— Start of The records —
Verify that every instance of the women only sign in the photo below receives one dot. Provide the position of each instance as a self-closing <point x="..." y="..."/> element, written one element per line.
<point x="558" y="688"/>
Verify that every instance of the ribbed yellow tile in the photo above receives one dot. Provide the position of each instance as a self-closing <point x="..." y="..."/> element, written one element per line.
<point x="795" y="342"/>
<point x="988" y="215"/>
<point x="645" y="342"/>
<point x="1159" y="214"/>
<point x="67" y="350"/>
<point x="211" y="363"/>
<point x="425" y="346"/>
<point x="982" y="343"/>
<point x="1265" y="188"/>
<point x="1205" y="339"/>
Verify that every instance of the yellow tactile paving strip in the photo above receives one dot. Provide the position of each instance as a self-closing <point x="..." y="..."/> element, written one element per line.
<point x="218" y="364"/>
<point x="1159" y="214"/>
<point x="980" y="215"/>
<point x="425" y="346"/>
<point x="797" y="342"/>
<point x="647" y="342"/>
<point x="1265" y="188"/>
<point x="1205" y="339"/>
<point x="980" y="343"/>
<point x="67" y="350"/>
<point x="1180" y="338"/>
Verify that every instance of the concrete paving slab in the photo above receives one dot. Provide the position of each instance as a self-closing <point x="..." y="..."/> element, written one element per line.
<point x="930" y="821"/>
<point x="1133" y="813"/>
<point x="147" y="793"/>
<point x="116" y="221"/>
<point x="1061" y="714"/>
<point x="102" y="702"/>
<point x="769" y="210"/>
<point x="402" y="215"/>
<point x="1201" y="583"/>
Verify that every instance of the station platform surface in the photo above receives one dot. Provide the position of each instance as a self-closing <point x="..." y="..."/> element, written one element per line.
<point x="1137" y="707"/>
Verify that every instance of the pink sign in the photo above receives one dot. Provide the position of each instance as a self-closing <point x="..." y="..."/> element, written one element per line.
— End of The records —
*Exercise description:*
Please quote the part of the records that opens with the line containing "Verify that every instance of the station" and closes at the end of the records, both ends included.

*Answer for this exercise:*
Verify that every instance of the station platform surface in the photo above receives one dot. Provide the position of each instance as a self-closing <point x="..." y="..."/> element, written one element per line.
<point x="1137" y="707"/>
Verify that every instance of the pink sign in the photo above receives one dot. Provide the position of each instance as a self-closing <point x="..." y="..."/> element, written one element per line.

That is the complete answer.